Texto del ejercicio:
********************
Una bala rebota en la frente del sospechoso y la agente que la dispara se ve envuelta en una lucha sangrienta por su vida.

Aquel pandillero de veinticinco años tuvo un papel destacado en la vida de la agente Candace Milovich-Fitzsimmons durante menos de dos minutos. En un abrir y cerrar de ojos, logró cambiar la visión que la agente tenía del oficio policial para siempre.

—No es algo que yo buscara —dice Candace—. Me encontró a mí.

Si su sargento en la policía de Chicago hubiese sido un poco más permisivo, la agente jamás se habría visto en aquel trance.

Sobre las once menos cuarto de la noche de un gélido lunes, después de haber trasladado a un detenido a petición de un grupo de intervención rápida, Milovich-Fitzsimmons y su joven compañero, Matt Blomstrand, estaban matando el tiempo en las inmediaciones de su comisaría en el distrito noroccidental de la ciudad con la esperanza de que los dejasen marcharse a casa un poco más temprano, dado que solo faltaba un cuarto de hora para el final de su turno. «Aún es temprano —les dijo su sargento—. Volved a salir.» Y eso hicieron, con Milovich-Fitzsimmons al volante.

Cuando se aproximaban a un cruce a unas pocas manzanas de la comisaría, un Ford Explorer negro les llamó la atención en un callejón. «Iba a diez o quince kilómetros por hora como mucho —recuerda la agente—. Pegaba acelerones y luego frenaba, como si estuvieran jugando con las marchas, y la bocina sonaba a todo trapo».

Una pelea de pareja, pensaron, y siguieron circulando. «Pero entonces tuvimos remordimientos y empezamos a buscar el coche.» Lo encontraron enseguida en una calle mal iluminada de un barrio compuesto principalmente de pequeñas casas unifamiliares.
********************
Tareas por realizar:
• 1. Según el relato sobre la agente Milovich-Fitzsimmons, ¿qué vehículo les llamó la atención a ella y a su compañero en un callejón?
• 2. Prosigue el relato sobre la agente Milovich-Fitzsimmons a partir de su última frase.
********************
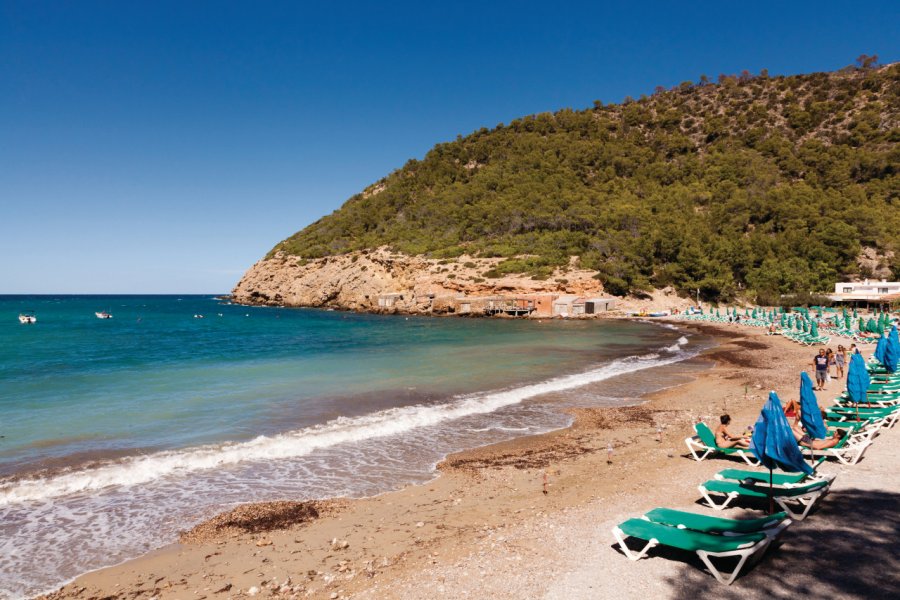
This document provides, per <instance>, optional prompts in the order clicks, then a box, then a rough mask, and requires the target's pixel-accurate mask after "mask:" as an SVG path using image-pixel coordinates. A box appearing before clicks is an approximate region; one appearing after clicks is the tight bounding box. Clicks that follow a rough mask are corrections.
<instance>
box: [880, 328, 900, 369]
mask: <svg viewBox="0 0 900 600" xmlns="http://www.w3.org/2000/svg"><path fill="white" fill-rule="evenodd" d="M898 361H900V337H898V335H897V326H896V325H894V326H892V327H891V331H890V333H889V334H888V335H887V344H885V349H884V360H882V361H881V364H883V365H884V368H885V369H887V371H888V372H889V373H893V372H894V371H896V370H897V363H898Z"/></svg>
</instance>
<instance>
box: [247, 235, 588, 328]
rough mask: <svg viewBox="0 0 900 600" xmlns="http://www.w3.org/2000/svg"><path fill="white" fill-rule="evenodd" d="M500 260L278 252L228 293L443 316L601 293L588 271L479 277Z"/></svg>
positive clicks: (258, 299)
mask: <svg viewBox="0 0 900 600" xmlns="http://www.w3.org/2000/svg"><path fill="white" fill-rule="evenodd" d="M502 260H503V259H499V258H472V257H469V256H461V257H459V258H456V259H443V260H437V259H428V258H424V257H421V256H409V255H405V254H400V253H397V252H392V251H390V250H389V249H387V248H386V247H382V248H378V249H377V250H371V251H359V252H352V253H350V254H343V255H339V256H328V257H324V258H318V259H312V260H304V259H301V258H298V257H296V256H290V255H288V254H285V253H276V254H275V255H273V256H272V257H269V258H266V259H263V260H261V261H259V262H257V263H256V264H255V265H253V267H251V268H250V270H248V271H247V273H245V274H244V276H243V277H242V278H241V280H240V281H239V282H238V284H237V286H235V288H234V290H233V291H232V295H233V297H234V301H235V302H240V303H244V304H266V305H273V306H307V307H330V308H339V309H347V310H358V311H371V312H401V313H416V314H448V313H454V312H457V311H458V310H459V301H460V299H462V298H469V299H473V298H479V297H485V296H504V297H514V296H517V295H534V294H547V293H568V294H578V295H598V294H602V292H603V286H602V284H601V283H600V282H599V281H598V280H597V279H595V278H594V275H595V271H587V270H583V269H578V268H576V267H575V266H574V262H575V261H573V264H572V265H571V266H568V267H562V268H559V269H556V270H555V271H554V272H553V274H552V275H551V276H550V277H548V278H547V279H532V278H529V277H526V276H523V275H508V276H503V277H494V278H490V277H486V276H485V274H486V273H490V271H491V269H493V268H494V267H495V266H496V265H497V263H499V262H500V261H502Z"/></svg>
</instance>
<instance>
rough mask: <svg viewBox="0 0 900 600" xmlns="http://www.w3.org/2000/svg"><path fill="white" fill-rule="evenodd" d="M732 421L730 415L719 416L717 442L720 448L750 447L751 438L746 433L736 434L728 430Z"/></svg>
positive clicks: (716, 433)
mask: <svg viewBox="0 0 900 600" xmlns="http://www.w3.org/2000/svg"><path fill="white" fill-rule="evenodd" d="M729 423H731V416H730V415H722V416H721V417H719V426H718V427H716V444H717V445H718V446H719V447H720V448H749V447H750V439H749V438H748V437H747V436H745V435H734V434H733V433H731V432H730V431H728V425H729Z"/></svg>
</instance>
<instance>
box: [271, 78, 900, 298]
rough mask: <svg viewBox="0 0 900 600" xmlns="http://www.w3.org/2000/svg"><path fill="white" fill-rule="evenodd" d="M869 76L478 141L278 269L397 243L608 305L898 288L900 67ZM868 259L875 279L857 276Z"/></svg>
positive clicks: (744, 85) (642, 107)
mask: <svg viewBox="0 0 900 600" xmlns="http://www.w3.org/2000/svg"><path fill="white" fill-rule="evenodd" d="M871 62H872V61H871V60H870V61H868V63H871ZM868 63H867V64H865V66H862V67H848V68H845V69H842V70H841V71H838V72H833V73H814V74H810V75H798V76H790V77H770V76H768V75H767V74H766V73H765V72H763V73H761V74H760V75H755V76H752V75H750V74H748V73H746V72H745V73H743V74H742V75H740V76H720V77H719V80H718V83H715V84H713V83H709V82H708V81H707V80H706V78H705V77H703V78H701V83H698V84H695V83H692V82H684V83H683V84H681V85H680V86H677V87H676V88H674V89H671V90H662V89H658V90H657V92H656V93H654V94H653V95H652V96H649V97H641V98H640V99H638V100H632V99H626V101H625V102H623V103H622V104H617V105H603V104H602V103H601V102H595V103H594V106H593V108H590V109H587V110H580V111H576V110H570V109H564V110H560V111H558V112H555V113H552V114H551V113H543V114H537V115H532V116H528V117H524V118H521V119H516V120H514V121H512V122H511V123H509V124H508V125H499V126H497V127H495V128H494V129H491V130H488V129H481V130H479V131H476V132H475V133H473V134H471V135H468V136H465V137H459V138H457V139H456V140H455V141H452V142H448V143H442V144H438V145H437V146H435V147H434V148H433V149H432V150H431V151H429V152H428V154H427V155H426V156H425V157H424V159H422V160H421V161H418V160H411V161H409V162H408V163H407V164H406V165H404V166H403V168H401V169H399V170H397V171H395V172H393V173H391V174H390V175H389V176H387V177H385V178H384V179H382V180H381V181H379V182H378V183H376V184H374V185H373V186H371V187H369V188H368V189H367V190H365V191H364V192H363V193H361V194H358V195H356V196H354V197H352V198H350V199H349V200H348V201H347V202H346V203H345V204H344V205H343V206H342V207H341V208H340V209H339V210H337V211H335V212H334V213H333V214H331V215H329V216H326V217H324V218H322V219H320V220H319V221H317V222H315V223H313V224H312V225H310V226H309V227H307V228H306V229H304V230H302V231H300V232H298V233H297V234H295V235H293V236H292V237H290V238H288V239H287V240H285V241H283V242H281V243H279V244H278V245H277V246H276V247H275V248H274V249H273V250H272V253H275V252H278V251H283V252H284V253H286V254H289V255H297V256H301V257H304V258H315V257H322V256H327V255H335V254H343V253H346V252H350V251H354V250H362V249H367V248H376V247H379V246H383V245H388V246H390V247H392V248H394V249H396V250H398V251H401V252H404V253H407V254H413V255H418V254H424V255H427V256H430V257H438V258H451V257H457V256H461V255H463V254H466V255H471V256H485V257H506V259H507V260H504V261H502V262H500V263H499V264H498V265H497V266H496V267H495V268H493V269H492V270H490V271H488V272H486V273H484V274H483V275H484V276H486V277H492V276H493V277H497V276H500V275H503V274H504V273H529V274H530V275H531V276H532V277H534V278H542V277H546V276H547V275H548V274H549V273H550V272H551V271H552V270H553V269H554V268H556V267H560V266H562V267H563V269H565V268H567V265H570V264H574V263H572V262H571V260H574V259H571V260H570V257H578V258H577V261H578V263H579V264H580V266H581V267H584V268H588V269H591V270H595V271H596V272H597V278H598V279H600V280H601V281H602V282H603V283H604V286H605V287H606V289H607V290H608V291H610V292H612V293H617V294H622V293H626V292H635V291H639V290H643V289H649V288H650V287H663V286H668V285H671V286H674V287H676V288H677V289H679V290H682V291H691V292H693V291H694V290H696V289H699V290H700V291H701V294H702V295H703V296H704V297H705V298H707V299H728V298H730V297H733V296H734V295H735V294H738V293H741V292H742V291H743V293H750V294H752V295H755V296H756V297H757V298H759V299H760V300H761V301H765V300H766V299H770V298H773V297H775V296H776V295H777V294H783V293H793V292H808V291H811V290H823V289H827V288H829V287H830V286H831V285H832V284H833V282H834V281H836V280H838V279H841V278H845V277H852V276H871V275H872V274H873V273H872V270H873V269H875V270H877V269H878V268H880V269H882V272H884V273H887V270H888V269H889V270H890V271H891V272H892V273H893V275H894V277H900V252H898V250H900V235H898V233H900V210H898V208H900V198H898V197H900V174H898V165H900V151H898V143H897V142H898V141H900V123H898V107H900V84H898V79H900V64H894V65H888V66H884V67H873V66H871V64H868ZM864 249H867V250H866V251H867V252H868V253H869V255H870V256H873V255H874V256H875V257H876V259H875V263H874V266H873V263H872V261H869V262H868V263H861V262H859V261H858V260H857V258H858V257H859V256H860V254H861V252H862V251H863V250H864ZM873 250H874V252H873Z"/></svg>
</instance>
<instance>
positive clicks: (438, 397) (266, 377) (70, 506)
mask: <svg viewBox="0 0 900 600" xmlns="http://www.w3.org/2000/svg"><path fill="white" fill-rule="evenodd" d="M25 310H33V311H34V312H35V314H36V316H37V323H35V324H33V325H23V324H20V323H19V321H18V319H17V315H18V314H19V313H20V312H22V311H25ZM97 311H108V312H109V313H111V314H112V315H113V317H112V318H111V319H98V318H97V317H96V316H95V312H97ZM201 315H202V318H200V316H201ZM709 344H710V341H709V340H707V339H705V338H702V337H700V336H692V335H689V334H685V333H683V332H680V331H678V330H676V329H674V328H672V327H669V326H660V325H659V324H653V323H639V322H627V321H559V320H546V321H543V322H539V321H533V320H531V321H525V320H492V319H463V318H449V319H441V318H425V317H403V316H378V315H360V314H354V313H345V312H335V311H323V310H309V309H279V308H261V307H245V306H237V305H231V304H229V303H227V301H223V300H220V299H216V298H215V297H213V296H0V598H4V597H6V598H20V597H26V596H30V595H33V594H35V593H38V592H41V591H46V590H48V589H51V588H53V587H54V586H57V585H59V584H60V583H62V582H64V581H66V580H68V579H71V578H72V577H75V576H77V575H79V574H81V573H83V572H85V571H88V570H91V569H95V568H98V567H101V566H105V565H110V564H115V563H117V562H121V561H122V560H126V559H128V558H132V557H134V556H137V555H139V554H141V553H142V552H145V551H147V550H149V549H152V548H154V547H158V546H161V545H163V544H166V543H168V542H171V541H173V540H174V539H175V538H176V536H177V532H178V531H179V530H182V529H185V528H186V527H189V526H190V525H192V524H193V523H195V522H197V521H199V520H201V519H203V518H205V517H208V516H210V515H212V514H214V513H215V512H218V511H221V510H223V509H226V508H229V507H230V506H233V505H234V504H236V503H240V502H246V501H255V500H269V499H276V498H293V499H305V498H321V497H328V496H341V495H345V496H365V495H372V494H377V493H381V492H384V491H387V490H390V489H394V488H396V487H399V486H401V485H403V484H406V483H409V482H421V481H426V480H428V479H429V478H431V477H433V475H434V470H433V468H434V465H435V463H436V462H437V461H439V460H440V459H441V458H442V457H443V456H444V455H445V454H447V453H448V452H451V451H454V450H458V449H462V448H466V447H473V446H477V445H482V444H486V443H490V442H494V441H499V440H502V439H508V438H510V437H513V436H516V435H525V434H528V433H537V432H542V431H547V430H550V429H553V428H558V427H562V426H565V425H566V424H567V423H568V417H566V416H565V415H563V414H562V413H561V412H560V408H562V407H565V406H572V405H581V406H585V405H586V406H598V405H599V406H604V405H617V404H623V403H633V402H635V401H638V400H639V398H640V396H641V394H643V393H646V392H648V391H650V390H654V389H659V388H660V387H663V386H666V385H669V384H671V383H673V382H675V381H677V377H678V374H679V373H682V372H684V371H687V370H690V369H697V368H701V365H699V364H698V363H697V362H696V361H692V360H691V359H692V357H693V356H696V354H697V353H698V352H699V351H700V350H701V349H703V348H704V347H706V346H708V345H709Z"/></svg>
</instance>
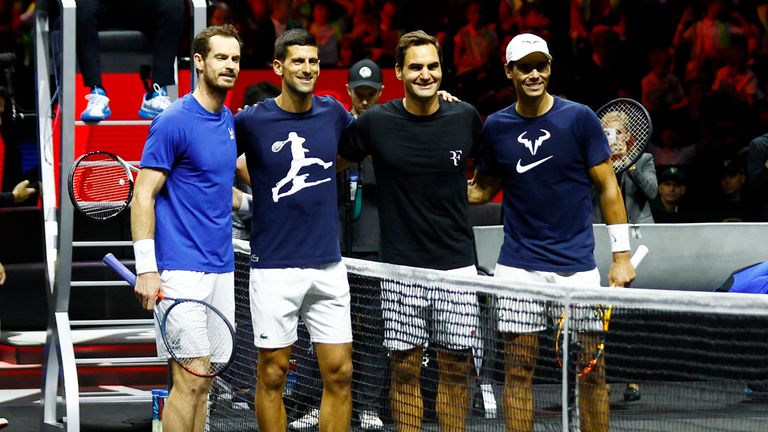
********************
Respuestas esperadas:
• 1. Un Ford Explorer negro.

• 2.
Cuando los agentes se colocaron detrás del vehículo, un hombre salió escopeteado por la puerta trasera del lado del acompañante, corrió unos cuantos metros, de pronto pareció cambiar de opinión, corrió de vuelta al todoterreno e intentó subirse al tiempo que este avanzaba a trompicones.

Los pilotos de freno no funcionaban y la tercera vez que el Ford Explorer se detuvo bruscamente el coche patrulla le dio por detrás.

Lo que la pareja de policías había interrumpido solo se descubriría después de que Milovich-Fitzsimmons sufriera el encuentro más violento en sus diez años de carrera como policía. Por lo que pudieron averiguar después, el conductor, el tipo que había intentado meterse de nuevo en el vehículo y otro mexicano que ocupaba el asiento trasero eran miembros de la banda callejera Spanish Cobras. El cuarto ocupante, en el asiento del acompañante, era un varón de treinta y tres años que tan solo unos minutos antes volvía a su casa del trabajo con una botella de leche para su familia.

En ese instante, un joven que pasaba por la calle con un bastón le había llamado y le había rogado insistentemente que le llevara en coche a algún lado. El objetivo tuvo «un mal presentimiento» al ver a aquel joven, así que en vez de poner en peligro la seguridad de su familia temiéndose que fueran a entrarle en casa, decidió «sacrificarse» y aceptó ir con él. Cuando ambos llegaron a la altura del Explorer del desconocido, dos individuos aparecieron de entre las sombras, metieron a la víctima en el todoterreno y se marcharon con su captura. Por lo visto, su plan era pedir un rescate.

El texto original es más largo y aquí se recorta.